Brief: Count how many lines of the items below contain the string "white". Case matters, and the reply should be that number alone.

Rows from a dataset

----

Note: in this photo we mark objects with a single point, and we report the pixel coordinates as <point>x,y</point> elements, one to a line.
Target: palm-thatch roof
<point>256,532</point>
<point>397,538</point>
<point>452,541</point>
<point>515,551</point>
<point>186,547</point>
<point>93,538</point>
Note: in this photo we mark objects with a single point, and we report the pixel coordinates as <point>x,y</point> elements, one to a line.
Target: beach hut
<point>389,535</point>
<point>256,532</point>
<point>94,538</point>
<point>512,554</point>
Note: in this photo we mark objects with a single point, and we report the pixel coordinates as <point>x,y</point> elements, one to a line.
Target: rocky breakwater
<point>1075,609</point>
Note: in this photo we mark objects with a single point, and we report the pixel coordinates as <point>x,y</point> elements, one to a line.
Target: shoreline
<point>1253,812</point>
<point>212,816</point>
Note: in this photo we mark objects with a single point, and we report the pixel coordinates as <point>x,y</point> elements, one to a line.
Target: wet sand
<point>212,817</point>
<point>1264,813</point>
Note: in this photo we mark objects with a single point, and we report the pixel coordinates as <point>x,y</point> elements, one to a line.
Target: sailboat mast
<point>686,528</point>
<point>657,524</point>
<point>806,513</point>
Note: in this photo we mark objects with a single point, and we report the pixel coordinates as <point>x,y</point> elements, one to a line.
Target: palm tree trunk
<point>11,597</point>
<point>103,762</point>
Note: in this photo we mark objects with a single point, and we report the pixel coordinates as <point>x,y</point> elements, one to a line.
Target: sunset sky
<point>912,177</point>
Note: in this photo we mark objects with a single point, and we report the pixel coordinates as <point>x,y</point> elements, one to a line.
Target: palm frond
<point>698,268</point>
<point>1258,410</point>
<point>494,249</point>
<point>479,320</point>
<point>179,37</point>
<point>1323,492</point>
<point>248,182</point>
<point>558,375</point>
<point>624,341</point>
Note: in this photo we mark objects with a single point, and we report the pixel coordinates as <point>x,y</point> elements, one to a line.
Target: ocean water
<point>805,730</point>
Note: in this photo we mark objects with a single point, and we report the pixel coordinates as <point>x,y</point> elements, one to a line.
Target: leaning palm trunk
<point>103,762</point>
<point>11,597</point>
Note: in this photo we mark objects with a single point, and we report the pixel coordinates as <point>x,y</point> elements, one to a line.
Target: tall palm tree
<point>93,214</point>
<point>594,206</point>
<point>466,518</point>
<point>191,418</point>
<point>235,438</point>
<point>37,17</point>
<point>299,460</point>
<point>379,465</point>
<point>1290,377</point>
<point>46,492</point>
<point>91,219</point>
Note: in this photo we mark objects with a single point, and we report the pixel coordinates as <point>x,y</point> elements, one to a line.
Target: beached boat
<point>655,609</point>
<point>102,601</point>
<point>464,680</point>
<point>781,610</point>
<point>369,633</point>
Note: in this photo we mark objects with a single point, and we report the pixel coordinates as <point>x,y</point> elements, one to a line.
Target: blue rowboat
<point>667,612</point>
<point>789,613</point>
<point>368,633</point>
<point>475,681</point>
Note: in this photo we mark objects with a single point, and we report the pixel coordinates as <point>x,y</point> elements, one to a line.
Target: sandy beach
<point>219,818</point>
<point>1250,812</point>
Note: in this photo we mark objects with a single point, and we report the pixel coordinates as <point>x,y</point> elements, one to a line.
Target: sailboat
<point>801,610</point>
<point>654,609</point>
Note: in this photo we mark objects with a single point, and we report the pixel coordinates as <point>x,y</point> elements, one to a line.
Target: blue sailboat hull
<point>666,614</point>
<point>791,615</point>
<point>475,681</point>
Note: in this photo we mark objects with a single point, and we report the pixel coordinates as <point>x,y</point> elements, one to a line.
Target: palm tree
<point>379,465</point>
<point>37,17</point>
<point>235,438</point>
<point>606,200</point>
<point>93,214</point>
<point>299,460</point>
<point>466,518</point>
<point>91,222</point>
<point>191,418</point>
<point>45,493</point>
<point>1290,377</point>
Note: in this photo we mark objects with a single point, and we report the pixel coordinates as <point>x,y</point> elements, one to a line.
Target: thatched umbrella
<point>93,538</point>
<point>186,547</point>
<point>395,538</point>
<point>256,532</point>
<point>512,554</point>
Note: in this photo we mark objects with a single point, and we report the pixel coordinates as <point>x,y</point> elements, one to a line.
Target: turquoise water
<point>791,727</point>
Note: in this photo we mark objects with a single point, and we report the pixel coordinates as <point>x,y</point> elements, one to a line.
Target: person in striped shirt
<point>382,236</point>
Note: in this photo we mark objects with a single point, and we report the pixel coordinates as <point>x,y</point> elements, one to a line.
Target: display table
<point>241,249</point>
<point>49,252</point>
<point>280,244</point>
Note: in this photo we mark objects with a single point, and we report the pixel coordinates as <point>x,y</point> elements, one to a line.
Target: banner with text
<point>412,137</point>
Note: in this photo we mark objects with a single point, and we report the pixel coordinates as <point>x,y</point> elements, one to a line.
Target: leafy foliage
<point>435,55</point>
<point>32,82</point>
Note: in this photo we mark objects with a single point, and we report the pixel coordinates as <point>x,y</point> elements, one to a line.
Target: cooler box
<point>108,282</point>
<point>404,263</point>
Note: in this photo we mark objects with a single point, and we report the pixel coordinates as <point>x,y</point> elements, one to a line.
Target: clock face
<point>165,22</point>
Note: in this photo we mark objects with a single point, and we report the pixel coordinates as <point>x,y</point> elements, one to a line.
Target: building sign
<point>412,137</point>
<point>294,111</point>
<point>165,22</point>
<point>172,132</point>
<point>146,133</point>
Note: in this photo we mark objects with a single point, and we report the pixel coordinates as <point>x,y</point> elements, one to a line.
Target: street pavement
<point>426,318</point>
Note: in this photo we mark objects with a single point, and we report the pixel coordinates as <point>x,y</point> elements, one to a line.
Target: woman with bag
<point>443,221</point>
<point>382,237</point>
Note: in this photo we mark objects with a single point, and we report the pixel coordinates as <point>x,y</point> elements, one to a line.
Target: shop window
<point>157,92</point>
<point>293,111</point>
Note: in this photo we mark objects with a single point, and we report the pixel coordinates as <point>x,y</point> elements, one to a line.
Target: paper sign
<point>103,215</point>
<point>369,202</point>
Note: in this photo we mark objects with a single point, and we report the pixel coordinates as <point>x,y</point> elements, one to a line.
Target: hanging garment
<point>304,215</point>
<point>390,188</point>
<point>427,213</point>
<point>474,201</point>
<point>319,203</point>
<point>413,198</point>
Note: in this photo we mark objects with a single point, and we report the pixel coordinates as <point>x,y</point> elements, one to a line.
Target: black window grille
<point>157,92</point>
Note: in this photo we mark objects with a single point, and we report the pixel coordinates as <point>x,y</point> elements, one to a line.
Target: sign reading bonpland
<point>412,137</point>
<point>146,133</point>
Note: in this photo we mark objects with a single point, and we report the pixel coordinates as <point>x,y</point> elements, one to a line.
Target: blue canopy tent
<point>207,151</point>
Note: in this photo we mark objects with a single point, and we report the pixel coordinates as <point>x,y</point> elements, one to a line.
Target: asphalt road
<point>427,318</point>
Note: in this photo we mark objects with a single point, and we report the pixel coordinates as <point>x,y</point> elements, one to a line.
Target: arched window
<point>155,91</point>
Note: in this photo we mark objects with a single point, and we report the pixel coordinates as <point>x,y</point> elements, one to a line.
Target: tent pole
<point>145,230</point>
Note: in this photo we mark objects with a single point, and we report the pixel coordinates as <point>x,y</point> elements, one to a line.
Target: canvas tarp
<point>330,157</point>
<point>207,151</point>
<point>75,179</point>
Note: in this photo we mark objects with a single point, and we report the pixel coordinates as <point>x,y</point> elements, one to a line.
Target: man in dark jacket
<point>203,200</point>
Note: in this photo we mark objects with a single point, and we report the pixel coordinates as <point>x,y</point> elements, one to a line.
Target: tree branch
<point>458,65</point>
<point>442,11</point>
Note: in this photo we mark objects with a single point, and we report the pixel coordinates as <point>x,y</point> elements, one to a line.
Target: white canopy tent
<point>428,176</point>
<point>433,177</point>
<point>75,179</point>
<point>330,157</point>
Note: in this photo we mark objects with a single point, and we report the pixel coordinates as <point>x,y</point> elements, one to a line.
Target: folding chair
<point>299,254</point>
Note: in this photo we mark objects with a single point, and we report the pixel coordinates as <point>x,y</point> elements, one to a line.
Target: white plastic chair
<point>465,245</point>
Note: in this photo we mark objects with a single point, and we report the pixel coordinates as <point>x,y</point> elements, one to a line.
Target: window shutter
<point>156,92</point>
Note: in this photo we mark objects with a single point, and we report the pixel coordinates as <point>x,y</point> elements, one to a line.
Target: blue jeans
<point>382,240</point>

----

Answer to this problem: 2